[Annotation dataset entries]
>> start
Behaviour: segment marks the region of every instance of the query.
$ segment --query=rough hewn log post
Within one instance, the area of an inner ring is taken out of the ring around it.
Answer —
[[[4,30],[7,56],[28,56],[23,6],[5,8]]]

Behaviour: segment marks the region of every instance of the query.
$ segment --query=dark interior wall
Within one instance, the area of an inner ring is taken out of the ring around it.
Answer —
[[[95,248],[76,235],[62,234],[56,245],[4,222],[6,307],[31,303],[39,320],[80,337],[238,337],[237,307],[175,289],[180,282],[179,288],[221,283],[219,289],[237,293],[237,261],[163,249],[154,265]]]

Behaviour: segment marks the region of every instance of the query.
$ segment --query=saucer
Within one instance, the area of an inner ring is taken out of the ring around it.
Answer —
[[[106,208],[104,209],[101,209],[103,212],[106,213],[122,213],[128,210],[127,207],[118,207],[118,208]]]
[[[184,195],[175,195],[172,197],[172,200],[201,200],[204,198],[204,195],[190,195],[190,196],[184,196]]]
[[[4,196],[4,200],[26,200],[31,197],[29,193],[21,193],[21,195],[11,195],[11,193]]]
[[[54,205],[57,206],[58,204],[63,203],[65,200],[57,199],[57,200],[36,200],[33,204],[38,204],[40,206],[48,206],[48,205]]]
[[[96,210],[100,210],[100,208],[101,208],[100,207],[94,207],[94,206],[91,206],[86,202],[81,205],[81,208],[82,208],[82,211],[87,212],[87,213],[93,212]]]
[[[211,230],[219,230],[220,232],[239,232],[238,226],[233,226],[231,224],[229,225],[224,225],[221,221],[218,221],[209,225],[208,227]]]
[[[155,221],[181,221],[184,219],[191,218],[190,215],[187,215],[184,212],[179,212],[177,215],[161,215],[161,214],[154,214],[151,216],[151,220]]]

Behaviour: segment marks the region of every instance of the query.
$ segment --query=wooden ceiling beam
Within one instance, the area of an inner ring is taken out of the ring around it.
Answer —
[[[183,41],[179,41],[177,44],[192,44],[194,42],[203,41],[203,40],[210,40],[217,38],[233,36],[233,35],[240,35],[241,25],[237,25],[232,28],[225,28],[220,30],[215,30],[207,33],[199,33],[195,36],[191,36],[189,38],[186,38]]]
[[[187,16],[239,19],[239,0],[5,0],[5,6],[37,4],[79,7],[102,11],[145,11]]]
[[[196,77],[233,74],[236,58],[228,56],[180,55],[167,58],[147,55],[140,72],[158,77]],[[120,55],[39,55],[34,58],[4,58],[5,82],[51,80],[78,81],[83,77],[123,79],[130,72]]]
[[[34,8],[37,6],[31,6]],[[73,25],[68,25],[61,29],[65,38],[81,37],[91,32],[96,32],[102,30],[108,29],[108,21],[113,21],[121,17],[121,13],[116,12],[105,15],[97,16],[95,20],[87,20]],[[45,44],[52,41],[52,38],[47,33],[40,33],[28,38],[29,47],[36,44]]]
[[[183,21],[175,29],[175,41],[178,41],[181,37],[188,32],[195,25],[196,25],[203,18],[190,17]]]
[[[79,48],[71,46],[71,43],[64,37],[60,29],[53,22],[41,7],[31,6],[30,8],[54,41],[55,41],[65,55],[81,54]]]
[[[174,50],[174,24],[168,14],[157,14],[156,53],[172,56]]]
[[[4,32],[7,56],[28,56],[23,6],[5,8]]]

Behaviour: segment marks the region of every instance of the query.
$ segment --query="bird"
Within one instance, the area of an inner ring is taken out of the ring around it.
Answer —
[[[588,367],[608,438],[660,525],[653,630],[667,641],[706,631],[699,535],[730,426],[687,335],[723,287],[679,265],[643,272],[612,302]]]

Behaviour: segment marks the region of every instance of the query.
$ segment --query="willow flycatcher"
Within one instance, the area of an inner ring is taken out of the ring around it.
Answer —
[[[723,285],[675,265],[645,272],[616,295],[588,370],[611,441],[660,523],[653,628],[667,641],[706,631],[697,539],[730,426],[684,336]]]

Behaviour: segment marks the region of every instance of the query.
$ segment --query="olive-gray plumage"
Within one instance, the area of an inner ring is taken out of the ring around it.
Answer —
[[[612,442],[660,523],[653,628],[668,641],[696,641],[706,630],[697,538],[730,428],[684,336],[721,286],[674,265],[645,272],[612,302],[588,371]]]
>> end
§ **Instructions to follow**
Render every line of the records above as a numbered list, leaving out the blank lines.

§ **Written response**
1. Behaviour: segment marks the region of every instance of the query.
2. $ segment --query=rough hewn log post
3. Within one instance, the area of an inner ring is taken out of the ring around it.
4. Answer —
5. [[[4,30],[7,56],[28,56],[23,6],[5,8]]]
6. Behaviour: segment marks the region of every instance of the query.
7. $ segment --query=dark interior wall
8. Within one instance, the area of an inner ring is taken out of the ring around it.
9. Answer —
10. [[[95,248],[76,235],[62,234],[56,245],[4,222],[6,307],[31,303],[39,320],[80,337],[238,337],[237,307],[175,289],[180,282],[179,288],[221,283],[219,289],[237,293],[237,261],[163,249],[154,265]]]
11. Behaviour: segment marks the region of every instance of the query.
12. $ segment --query=saucer
13. Within one instance, the area of an inner ring is taken out of the ring around it.
14. Answer —
15. [[[106,208],[104,209],[101,209],[103,212],[106,213],[122,213],[128,210],[127,207],[118,207],[118,208]]]
16. [[[184,195],[175,195],[172,197],[172,200],[201,200],[204,198],[204,195],[190,195],[190,196],[184,196]]]
17. [[[4,196],[4,200],[26,200],[31,197],[29,193],[21,193],[21,195],[11,195],[11,193]]]
18. [[[54,205],[57,206],[58,204],[63,203],[65,200],[57,199],[57,200],[36,200],[33,204],[38,204],[40,206],[48,206],[48,205]]]
19. [[[96,210],[100,210],[100,208],[101,208],[100,207],[94,207],[94,206],[91,206],[86,202],[81,205],[81,208],[82,208],[82,211],[87,212],[87,213],[93,212]]]
20. [[[211,230],[219,230],[220,232],[239,232],[238,226],[233,226],[231,224],[229,225],[224,225],[221,221],[218,221],[209,225],[208,227]]]
21. [[[155,221],[181,221],[184,219],[191,218],[190,215],[187,215],[184,212],[179,212],[177,215],[161,215],[161,214],[154,214],[151,216],[151,220]]]
22. Behaviour: segment marks the region of every instance of the query.
23. $ segment --query=wooden ceiling beam
24. Within one instance, the area of an inner ring is taken out of the ring around it.
25. Answer —
26. [[[183,41],[179,41],[177,44],[192,44],[194,42],[203,41],[203,40],[210,40],[217,38],[233,36],[233,35],[240,35],[241,25],[237,25],[232,28],[225,28],[220,30],[215,30],[207,33],[199,33],[195,36],[191,36],[189,38],[186,38]]]
27. [[[187,16],[239,19],[239,0],[5,0],[5,6],[37,4],[79,7],[102,11],[145,11]]]
28. [[[196,77],[233,74],[236,58],[228,56],[180,55],[167,58],[147,55],[140,72],[158,77]],[[120,55],[39,55],[34,58],[4,58],[5,82],[51,80],[78,81],[83,77],[123,79],[130,72]]]
29. [[[34,8],[37,6],[31,6]],[[73,25],[68,25],[61,29],[65,38],[81,37],[91,32],[96,32],[102,30],[108,29],[108,21],[113,21],[121,17],[121,13],[116,12],[105,15],[97,16],[95,20],[87,20]],[[45,44],[52,41],[52,38],[47,33],[40,33],[28,38],[29,47],[36,44]]]
30. [[[183,21],[175,29],[175,41],[178,41],[181,37],[188,32],[195,25],[196,25],[203,18],[190,17]]]
31. [[[79,48],[71,46],[71,43],[64,37],[60,29],[53,22],[41,7],[31,6],[30,8],[54,41],[55,41],[65,55],[81,54]]]
32. [[[174,50],[174,24],[168,14],[157,14],[156,53],[172,56]]]
33. [[[4,32],[7,56],[28,56],[23,6],[5,8]]]
34. Behaviour: segment marks the region of every instance of the query.
35. $ segment --query="bird"
36. Within one instance, the area of an inner ring is taken out of the ring around it.
37. Answer —
38. [[[588,367],[608,438],[660,525],[653,630],[667,641],[706,631],[699,535],[730,426],[687,335],[723,287],[679,265],[643,272],[612,302]]]
39. Behaviour: segment marks the region of every instance of the query.
40. $ segment --query="willow flycatcher"
41. Within one instance, the area of an inner ring is taken out of the ring around it.
42. Answer —
43. [[[723,285],[675,265],[645,272],[616,295],[588,370],[611,441],[660,523],[653,628],[667,641],[706,631],[697,539],[730,426],[684,336]]]
44. Behaviour: segment marks the region of every instance of the query.
45. $ segment --query="olive-gray plumage"
46. Within one instance, the area of an inner ring is taken out of the ring around it.
47. Answer —
48. [[[612,442],[660,523],[653,628],[668,641],[696,641],[706,630],[697,538],[730,428],[684,336],[721,286],[674,265],[645,272],[612,302],[588,371]]]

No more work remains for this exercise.